→ WHAT IS BEING ASKED
In the records below, find the line holding "Spot the ribbed" and the line holding "Spot the person". Set down both, with every line between them, exactly.

→ RECORDS SHOWN
════════════════════
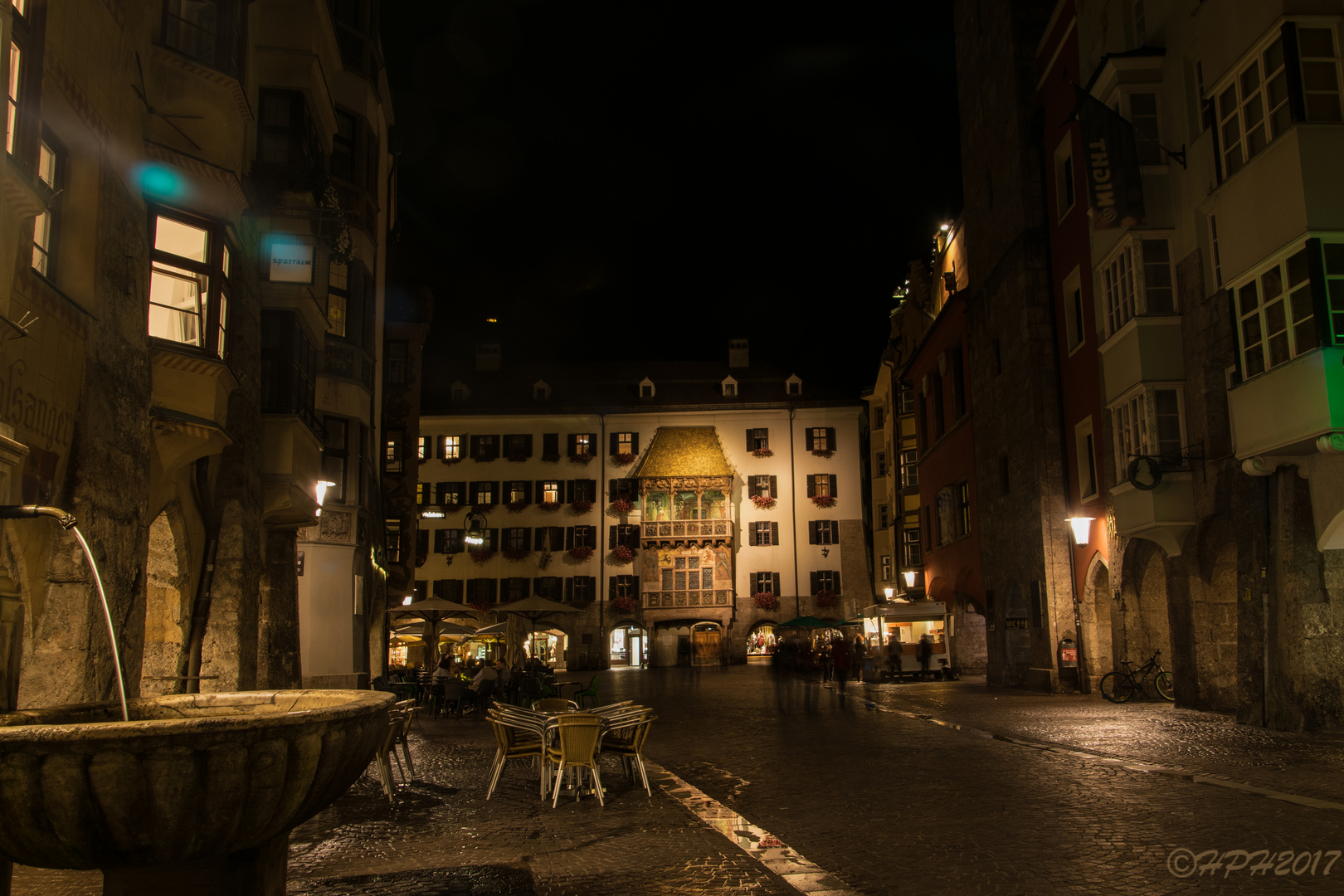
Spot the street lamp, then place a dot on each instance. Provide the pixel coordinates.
════════════════════
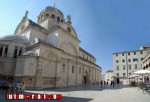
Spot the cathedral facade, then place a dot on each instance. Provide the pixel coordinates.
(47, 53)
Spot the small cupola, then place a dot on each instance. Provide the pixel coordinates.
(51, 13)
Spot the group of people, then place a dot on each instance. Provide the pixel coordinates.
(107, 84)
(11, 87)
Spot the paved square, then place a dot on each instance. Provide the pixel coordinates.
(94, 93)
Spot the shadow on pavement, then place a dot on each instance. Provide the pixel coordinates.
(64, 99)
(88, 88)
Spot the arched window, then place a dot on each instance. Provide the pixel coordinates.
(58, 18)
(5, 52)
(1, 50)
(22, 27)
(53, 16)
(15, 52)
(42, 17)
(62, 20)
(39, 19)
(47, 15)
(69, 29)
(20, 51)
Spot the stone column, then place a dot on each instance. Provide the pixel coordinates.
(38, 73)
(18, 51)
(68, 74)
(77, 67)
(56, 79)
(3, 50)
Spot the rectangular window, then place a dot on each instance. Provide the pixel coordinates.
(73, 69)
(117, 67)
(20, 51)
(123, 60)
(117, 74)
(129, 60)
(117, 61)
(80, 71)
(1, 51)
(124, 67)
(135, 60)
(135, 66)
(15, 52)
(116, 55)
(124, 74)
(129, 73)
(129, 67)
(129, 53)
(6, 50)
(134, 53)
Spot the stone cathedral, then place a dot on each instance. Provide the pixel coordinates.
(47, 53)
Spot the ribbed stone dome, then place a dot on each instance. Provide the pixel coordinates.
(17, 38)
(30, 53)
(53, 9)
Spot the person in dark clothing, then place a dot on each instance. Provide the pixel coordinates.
════════════════════
→ ANSWER AREA
Spot the ribbed stone dome, then place a dot on each instance. Provide the pixel coordinates.
(17, 38)
(30, 53)
(53, 9)
Spot the person in dark clothing, then place a dot on each instance. Provide the pixel coordinates.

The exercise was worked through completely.